How about free birth control to anyone who wants it? How about permanent birth control to any adult who wants it? I'd say free to anyone below some income level since the middle class can afford it anyway. With increasing productivity we don't have jobs for all the people anyway, why not encourage making less of them?
I'm not talking about mandates or government deciding who reproduces, just having them help folks that would prefer not to have kids to not have them. The solution doesn't always have to be more regulation.
That implies that poor people have a higher reproductive rate - which I believe is true. A shortcut is to offer birth control to poor people. Many of them don't actually want a bunch of kids, but when you're poor there's not much to do and sex is free.
I agree it'd be nice to bring people out of poverty, but shouldn't we stop creating more people in poverty too? Prevention is cheaper than a cure.
Current predictions point to stabilizing world population at 9 billion and the starting to slowly drop. In the most developed countries we have seen lower than replacement rates for a long while now.

ENTRIES SUPPLIED:
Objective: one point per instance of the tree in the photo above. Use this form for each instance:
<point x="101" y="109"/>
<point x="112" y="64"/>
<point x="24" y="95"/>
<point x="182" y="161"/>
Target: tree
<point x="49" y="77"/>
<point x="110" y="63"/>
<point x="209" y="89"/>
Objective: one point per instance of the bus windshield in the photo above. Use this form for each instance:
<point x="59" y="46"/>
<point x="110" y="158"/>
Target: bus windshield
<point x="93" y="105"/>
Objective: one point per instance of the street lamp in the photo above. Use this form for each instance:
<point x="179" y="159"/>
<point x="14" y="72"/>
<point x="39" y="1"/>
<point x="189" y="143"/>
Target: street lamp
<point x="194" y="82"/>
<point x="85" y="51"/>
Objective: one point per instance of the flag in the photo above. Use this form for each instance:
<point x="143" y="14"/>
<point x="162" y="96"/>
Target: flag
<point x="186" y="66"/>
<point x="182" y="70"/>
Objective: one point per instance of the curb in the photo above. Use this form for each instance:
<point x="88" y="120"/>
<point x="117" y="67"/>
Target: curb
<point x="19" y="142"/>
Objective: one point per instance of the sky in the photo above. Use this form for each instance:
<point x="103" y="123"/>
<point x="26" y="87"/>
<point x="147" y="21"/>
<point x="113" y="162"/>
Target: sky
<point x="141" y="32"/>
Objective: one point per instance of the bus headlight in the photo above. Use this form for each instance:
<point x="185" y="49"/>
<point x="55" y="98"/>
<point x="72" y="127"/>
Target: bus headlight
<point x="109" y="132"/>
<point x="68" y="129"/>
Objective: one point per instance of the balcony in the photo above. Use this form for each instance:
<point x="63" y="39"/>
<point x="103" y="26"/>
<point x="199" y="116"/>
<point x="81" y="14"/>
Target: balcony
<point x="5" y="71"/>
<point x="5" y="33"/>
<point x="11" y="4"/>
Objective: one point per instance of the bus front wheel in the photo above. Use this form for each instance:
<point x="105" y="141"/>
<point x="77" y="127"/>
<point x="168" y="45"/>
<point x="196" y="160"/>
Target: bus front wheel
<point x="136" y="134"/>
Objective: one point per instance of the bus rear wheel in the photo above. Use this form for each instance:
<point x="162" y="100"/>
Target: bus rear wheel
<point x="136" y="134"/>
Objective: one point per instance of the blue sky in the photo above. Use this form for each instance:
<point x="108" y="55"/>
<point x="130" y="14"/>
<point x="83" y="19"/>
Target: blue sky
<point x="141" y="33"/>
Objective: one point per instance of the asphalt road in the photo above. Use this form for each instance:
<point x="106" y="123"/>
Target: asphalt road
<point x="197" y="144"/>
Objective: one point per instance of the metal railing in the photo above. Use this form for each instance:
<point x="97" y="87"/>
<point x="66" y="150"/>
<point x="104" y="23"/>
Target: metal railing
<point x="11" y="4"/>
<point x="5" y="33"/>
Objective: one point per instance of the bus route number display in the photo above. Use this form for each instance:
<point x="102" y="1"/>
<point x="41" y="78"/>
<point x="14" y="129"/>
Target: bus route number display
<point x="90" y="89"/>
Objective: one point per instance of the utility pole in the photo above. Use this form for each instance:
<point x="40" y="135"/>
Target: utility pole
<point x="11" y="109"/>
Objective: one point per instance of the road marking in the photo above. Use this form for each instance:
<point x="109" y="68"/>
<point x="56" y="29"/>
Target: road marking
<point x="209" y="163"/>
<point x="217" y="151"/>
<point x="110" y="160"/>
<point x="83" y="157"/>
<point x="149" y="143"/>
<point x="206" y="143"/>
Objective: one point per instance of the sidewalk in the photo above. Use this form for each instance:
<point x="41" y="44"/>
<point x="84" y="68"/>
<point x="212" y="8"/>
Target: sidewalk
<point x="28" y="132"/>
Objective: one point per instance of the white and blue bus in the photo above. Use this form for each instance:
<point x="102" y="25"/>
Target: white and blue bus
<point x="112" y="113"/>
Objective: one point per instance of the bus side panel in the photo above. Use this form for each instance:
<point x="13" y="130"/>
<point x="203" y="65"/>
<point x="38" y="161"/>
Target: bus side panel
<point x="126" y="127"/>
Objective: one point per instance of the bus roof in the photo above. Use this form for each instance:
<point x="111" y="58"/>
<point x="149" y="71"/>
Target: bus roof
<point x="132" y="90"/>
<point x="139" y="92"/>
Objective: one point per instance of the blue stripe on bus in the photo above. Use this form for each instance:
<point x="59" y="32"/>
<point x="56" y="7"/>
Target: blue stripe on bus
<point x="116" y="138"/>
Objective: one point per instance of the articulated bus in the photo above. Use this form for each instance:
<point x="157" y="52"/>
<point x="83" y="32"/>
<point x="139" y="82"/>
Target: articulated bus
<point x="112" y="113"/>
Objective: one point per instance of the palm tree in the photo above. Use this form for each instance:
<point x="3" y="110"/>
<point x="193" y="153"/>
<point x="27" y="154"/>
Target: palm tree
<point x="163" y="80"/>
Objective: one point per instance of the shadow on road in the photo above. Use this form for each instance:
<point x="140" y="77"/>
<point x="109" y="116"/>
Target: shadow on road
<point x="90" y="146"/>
---
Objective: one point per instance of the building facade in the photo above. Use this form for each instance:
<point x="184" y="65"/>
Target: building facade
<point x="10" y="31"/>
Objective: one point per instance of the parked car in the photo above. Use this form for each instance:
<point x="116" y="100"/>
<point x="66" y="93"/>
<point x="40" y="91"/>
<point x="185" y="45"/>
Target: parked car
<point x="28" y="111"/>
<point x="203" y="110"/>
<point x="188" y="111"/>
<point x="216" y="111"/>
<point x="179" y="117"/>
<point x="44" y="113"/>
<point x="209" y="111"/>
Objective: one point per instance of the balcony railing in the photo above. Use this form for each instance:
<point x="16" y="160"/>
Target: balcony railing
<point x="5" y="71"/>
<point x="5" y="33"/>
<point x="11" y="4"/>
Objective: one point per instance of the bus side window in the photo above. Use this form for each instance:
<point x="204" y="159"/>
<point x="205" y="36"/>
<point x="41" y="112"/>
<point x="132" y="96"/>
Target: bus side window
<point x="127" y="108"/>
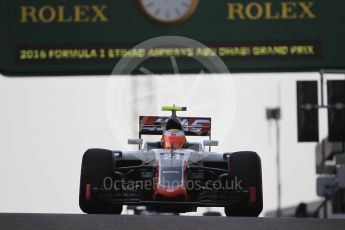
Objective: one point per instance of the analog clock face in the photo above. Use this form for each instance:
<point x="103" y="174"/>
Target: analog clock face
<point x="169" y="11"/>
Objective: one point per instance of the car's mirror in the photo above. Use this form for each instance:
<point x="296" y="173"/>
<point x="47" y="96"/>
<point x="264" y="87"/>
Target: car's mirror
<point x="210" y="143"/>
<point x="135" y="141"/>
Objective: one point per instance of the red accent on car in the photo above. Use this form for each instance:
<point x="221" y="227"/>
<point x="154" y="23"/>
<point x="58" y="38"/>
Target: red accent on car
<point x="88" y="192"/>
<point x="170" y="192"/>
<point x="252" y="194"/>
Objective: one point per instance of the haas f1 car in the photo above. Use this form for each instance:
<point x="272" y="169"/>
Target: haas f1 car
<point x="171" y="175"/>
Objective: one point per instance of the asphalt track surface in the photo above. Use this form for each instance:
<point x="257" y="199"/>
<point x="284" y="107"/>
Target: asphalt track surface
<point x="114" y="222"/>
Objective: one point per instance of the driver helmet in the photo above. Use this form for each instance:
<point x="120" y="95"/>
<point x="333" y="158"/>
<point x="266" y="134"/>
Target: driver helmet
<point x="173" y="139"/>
* * *
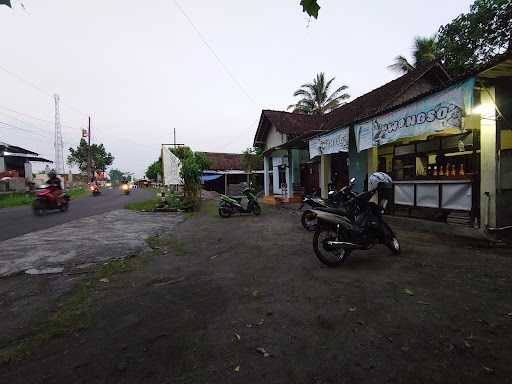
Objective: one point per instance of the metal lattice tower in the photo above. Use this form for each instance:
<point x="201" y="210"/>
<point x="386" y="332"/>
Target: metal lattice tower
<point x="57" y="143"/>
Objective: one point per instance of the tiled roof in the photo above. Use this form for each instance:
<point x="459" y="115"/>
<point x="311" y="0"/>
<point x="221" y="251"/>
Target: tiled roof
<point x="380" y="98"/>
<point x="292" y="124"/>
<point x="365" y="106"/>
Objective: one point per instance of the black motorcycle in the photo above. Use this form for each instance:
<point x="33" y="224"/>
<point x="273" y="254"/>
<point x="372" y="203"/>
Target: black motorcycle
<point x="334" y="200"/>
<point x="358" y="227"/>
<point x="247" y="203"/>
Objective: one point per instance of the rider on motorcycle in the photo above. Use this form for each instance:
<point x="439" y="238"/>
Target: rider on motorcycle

PROBLEMS AND TASKS:
[a] According to the birth control discussion, at what number do current predictions expect world population to stabilize?
[b] Reproduce the passage of the birth control discussion between "How about free" and "be more regulation.", inclusive.
The entries are separate material, apart from the birth control discussion.

TASK RESPONSES:
[a] 9 billion.

[b]
How about free birth control to anyone who wants it? How about permanent birth control to any adult who wants it? I'd say free to anyone below some income level since the middle class can afford it anyway. With increasing productivity we don't have jobs for all the people anyway, why not encourage making less of them?
I'm not talking about mandates or government deciding who reproduces, just having them help folks that would prefer not to have kids to not have them. The solution doesn't always have to be more regulation.